>> Begin Data shown
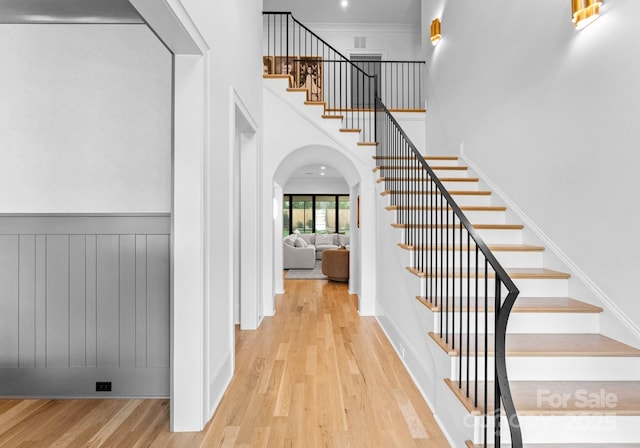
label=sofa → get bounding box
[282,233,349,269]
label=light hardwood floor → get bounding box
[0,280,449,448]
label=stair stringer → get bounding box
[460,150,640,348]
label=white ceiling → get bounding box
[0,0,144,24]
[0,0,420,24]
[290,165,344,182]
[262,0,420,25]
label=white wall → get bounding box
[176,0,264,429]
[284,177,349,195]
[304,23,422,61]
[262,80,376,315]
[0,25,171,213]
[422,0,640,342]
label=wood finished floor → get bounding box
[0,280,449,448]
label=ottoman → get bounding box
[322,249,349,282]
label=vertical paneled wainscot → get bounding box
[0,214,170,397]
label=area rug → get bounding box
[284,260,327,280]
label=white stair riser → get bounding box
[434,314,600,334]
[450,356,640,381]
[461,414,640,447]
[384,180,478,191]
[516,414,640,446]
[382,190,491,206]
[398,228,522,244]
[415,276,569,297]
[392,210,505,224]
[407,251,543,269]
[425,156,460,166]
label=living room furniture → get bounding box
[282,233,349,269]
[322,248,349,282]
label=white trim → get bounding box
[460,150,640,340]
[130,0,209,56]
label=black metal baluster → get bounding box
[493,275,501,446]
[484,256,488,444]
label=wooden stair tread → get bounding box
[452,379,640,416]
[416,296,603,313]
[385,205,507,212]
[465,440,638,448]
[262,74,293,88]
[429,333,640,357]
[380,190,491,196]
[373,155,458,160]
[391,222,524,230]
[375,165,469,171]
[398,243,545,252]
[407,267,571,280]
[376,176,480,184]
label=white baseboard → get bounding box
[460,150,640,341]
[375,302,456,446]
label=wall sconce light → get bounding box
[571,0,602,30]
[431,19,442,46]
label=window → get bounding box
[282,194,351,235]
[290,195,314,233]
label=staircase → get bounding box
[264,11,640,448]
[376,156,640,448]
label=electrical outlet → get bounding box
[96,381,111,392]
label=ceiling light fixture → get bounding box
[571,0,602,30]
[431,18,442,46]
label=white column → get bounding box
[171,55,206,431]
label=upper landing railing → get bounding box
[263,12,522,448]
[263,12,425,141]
>> End Data shown
>> Begin Data shown
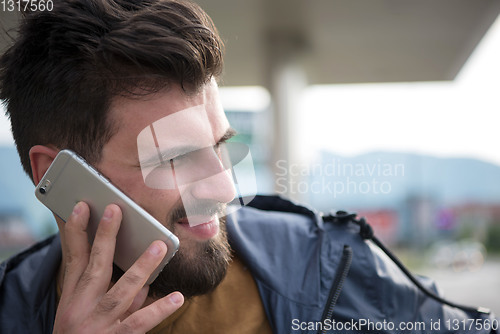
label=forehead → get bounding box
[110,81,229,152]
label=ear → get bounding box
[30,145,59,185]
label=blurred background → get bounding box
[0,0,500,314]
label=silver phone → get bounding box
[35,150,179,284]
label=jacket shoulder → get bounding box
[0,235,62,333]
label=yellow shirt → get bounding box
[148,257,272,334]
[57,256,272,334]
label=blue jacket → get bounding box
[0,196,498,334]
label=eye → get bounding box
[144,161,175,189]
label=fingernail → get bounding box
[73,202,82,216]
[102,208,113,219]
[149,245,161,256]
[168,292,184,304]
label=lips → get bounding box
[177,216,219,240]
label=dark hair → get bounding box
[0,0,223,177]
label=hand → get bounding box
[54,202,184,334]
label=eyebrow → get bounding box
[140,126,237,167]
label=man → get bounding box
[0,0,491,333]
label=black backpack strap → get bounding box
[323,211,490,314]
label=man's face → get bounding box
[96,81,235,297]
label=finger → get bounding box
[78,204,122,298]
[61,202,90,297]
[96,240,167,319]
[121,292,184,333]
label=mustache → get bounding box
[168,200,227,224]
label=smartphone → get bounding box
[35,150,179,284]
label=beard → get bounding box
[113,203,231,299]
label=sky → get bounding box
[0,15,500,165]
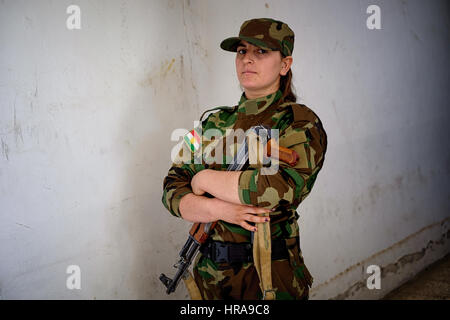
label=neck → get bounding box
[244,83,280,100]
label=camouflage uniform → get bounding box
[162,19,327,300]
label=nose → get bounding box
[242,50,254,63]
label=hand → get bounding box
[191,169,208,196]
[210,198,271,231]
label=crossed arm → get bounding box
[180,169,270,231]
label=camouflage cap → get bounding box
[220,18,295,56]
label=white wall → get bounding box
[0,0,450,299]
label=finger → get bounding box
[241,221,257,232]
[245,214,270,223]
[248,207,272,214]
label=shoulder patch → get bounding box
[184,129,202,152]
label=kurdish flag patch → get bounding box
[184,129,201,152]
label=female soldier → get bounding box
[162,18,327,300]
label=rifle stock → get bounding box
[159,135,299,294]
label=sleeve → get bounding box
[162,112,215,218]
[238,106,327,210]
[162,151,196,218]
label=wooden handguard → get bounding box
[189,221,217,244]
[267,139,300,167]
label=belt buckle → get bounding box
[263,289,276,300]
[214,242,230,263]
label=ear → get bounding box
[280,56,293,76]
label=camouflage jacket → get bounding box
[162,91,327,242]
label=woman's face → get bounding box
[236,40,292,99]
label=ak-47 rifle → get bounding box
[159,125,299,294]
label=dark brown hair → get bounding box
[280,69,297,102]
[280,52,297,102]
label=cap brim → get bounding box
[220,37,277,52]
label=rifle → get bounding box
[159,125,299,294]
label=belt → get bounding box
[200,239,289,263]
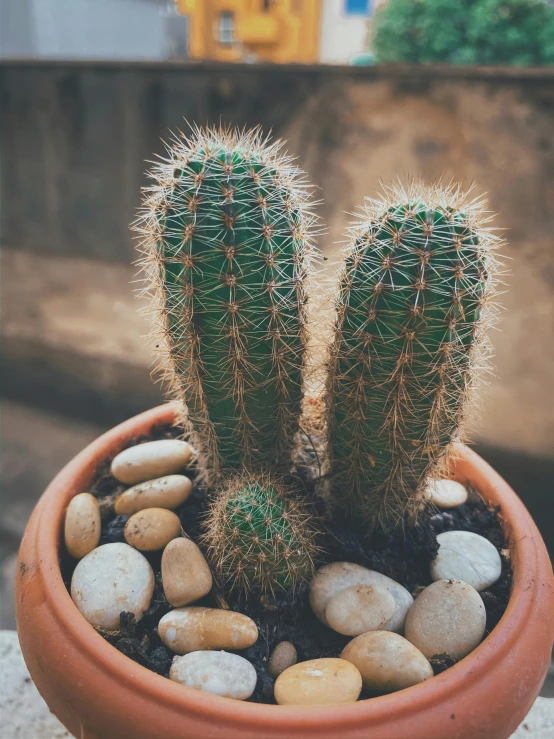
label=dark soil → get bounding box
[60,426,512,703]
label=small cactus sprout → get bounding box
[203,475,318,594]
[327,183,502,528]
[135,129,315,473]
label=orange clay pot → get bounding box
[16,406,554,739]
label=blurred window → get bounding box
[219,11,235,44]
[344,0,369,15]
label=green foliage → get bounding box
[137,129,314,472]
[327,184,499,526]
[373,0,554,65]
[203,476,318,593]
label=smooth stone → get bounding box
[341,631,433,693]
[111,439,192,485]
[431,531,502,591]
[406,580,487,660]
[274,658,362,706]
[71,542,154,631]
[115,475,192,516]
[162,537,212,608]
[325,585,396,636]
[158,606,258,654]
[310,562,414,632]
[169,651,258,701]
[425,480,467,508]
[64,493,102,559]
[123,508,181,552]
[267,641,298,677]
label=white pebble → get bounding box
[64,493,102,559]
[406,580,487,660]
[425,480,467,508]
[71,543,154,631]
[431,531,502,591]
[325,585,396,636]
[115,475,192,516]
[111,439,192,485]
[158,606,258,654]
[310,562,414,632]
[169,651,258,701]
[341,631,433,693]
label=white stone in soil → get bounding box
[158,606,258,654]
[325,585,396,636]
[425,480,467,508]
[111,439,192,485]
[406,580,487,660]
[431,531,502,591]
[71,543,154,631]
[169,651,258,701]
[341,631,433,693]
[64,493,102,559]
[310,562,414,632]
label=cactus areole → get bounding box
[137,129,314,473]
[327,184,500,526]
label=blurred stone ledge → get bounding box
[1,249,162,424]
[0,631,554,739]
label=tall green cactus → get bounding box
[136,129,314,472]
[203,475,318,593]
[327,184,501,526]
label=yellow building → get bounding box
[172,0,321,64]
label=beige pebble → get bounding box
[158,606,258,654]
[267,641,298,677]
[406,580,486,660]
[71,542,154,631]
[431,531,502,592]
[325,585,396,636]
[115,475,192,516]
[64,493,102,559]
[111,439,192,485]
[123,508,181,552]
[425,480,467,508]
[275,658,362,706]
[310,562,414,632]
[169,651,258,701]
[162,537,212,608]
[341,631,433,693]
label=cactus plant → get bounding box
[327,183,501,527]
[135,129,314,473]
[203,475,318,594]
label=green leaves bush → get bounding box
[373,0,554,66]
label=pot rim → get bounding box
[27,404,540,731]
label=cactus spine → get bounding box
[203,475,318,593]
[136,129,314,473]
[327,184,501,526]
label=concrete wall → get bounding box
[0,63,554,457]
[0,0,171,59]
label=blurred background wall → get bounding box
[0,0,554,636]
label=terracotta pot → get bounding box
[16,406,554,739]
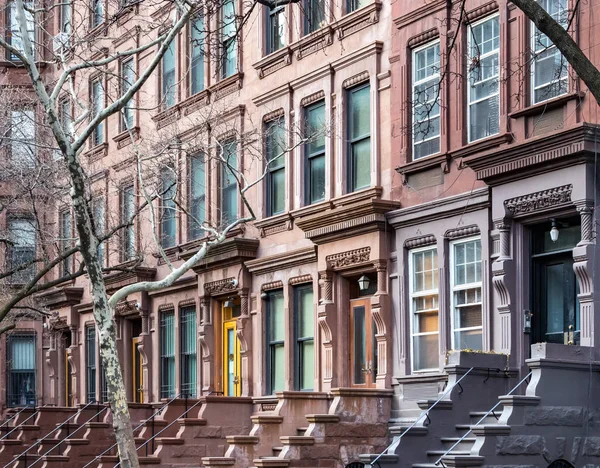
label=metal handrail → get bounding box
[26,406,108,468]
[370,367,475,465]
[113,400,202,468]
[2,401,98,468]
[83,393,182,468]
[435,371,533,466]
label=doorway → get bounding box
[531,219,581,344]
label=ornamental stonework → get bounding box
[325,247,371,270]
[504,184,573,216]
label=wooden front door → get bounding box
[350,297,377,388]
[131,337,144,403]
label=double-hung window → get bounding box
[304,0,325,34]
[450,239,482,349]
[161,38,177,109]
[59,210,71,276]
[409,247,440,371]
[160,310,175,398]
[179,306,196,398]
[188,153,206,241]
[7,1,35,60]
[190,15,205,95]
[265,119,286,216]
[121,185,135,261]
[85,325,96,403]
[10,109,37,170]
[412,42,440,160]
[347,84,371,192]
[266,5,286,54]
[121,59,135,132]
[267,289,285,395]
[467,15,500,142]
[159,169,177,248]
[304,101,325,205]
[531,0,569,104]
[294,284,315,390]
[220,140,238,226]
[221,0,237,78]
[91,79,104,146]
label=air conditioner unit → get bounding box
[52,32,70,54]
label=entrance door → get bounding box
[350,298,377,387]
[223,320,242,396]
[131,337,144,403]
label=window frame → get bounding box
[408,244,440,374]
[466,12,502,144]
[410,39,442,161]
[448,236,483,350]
>> End Data shown
▶ [Requirements]:
Could you copy out the records from the line with "label=white trim → get bounding box" to the line with "[96,381,111,392]", keeping both of those lines?

▶ [Complete answer]:
label=white trim → get bounding box
[460,150,640,340]
[130,0,209,56]
label=black metal baluster → get bounding box
[493,275,501,446]
[484,256,488,444]
label=wooden stair tread → get bounding box
[452,379,640,416]
[416,296,603,313]
[385,205,507,212]
[465,440,638,448]
[262,74,293,88]
[429,333,640,357]
[380,190,491,196]
[373,155,458,160]
[391,222,524,230]
[375,165,469,171]
[398,243,545,252]
[407,267,571,280]
[376,176,480,184]
label=white baseboard → get bounding box
[460,150,640,341]
[375,302,456,446]
label=wall sconce light → get bounding box
[571,0,602,30]
[431,19,442,46]
label=window → get bounding box
[282,194,351,235]
[290,195,314,233]
label=staircase → get bounding box
[264,11,640,448]
[376,156,640,448]
label=electrical outlet → get bounding box
[96,381,111,392]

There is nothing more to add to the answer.